** What to work on **
Put every line of the items below into a JSON list of strings, one string per line, with blank lines dropped. Leave the pictures out of the list.

Stored data
------------------------------------------------------------------------
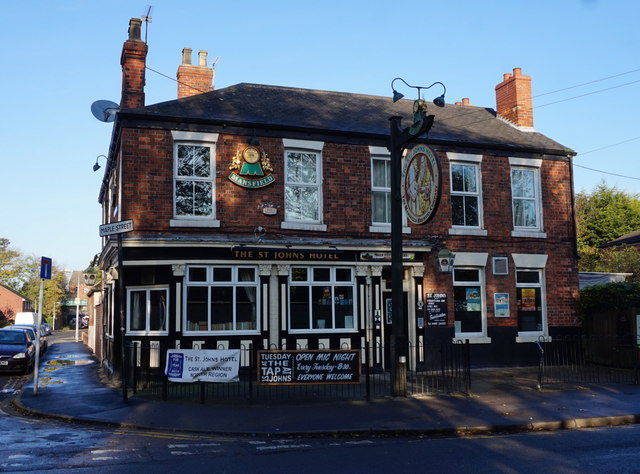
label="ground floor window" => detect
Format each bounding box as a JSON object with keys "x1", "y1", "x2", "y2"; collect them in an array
[
  {"x1": 289, "y1": 267, "x2": 356, "y2": 332},
  {"x1": 453, "y1": 268, "x2": 486, "y2": 337},
  {"x1": 516, "y1": 270, "x2": 544, "y2": 333},
  {"x1": 185, "y1": 266, "x2": 259, "y2": 332},
  {"x1": 127, "y1": 287, "x2": 169, "y2": 334}
]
------------------------------------------------------------------------
** Result of this exercise **
[
  "label=\"ground floor window\" => detect",
  "Format each bounding box as a JSON object with keys \"x1\", \"y1\", \"x2\", \"y2\"; collect them in an array",
  "[",
  "  {\"x1\": 289, \"y1\": 267, \"x2\": 356, \"y2\": 332},",
  "  {\"x1\": 453, \"y1\": 268, \"x2\": 486, \"y2\": 337},",
  "  {\"x1\": 516, \"y1\": 270, \"x2\": 544, \"y2\": 333},",
  "  {\"x1\": 185, \"y1\": 266, \"x2\": 259, \"y2\": 332},",
  "  {\"x1\": 127, \"y1\": 287, \"x2\": 169, \"y2\": 334}",
  "]"
]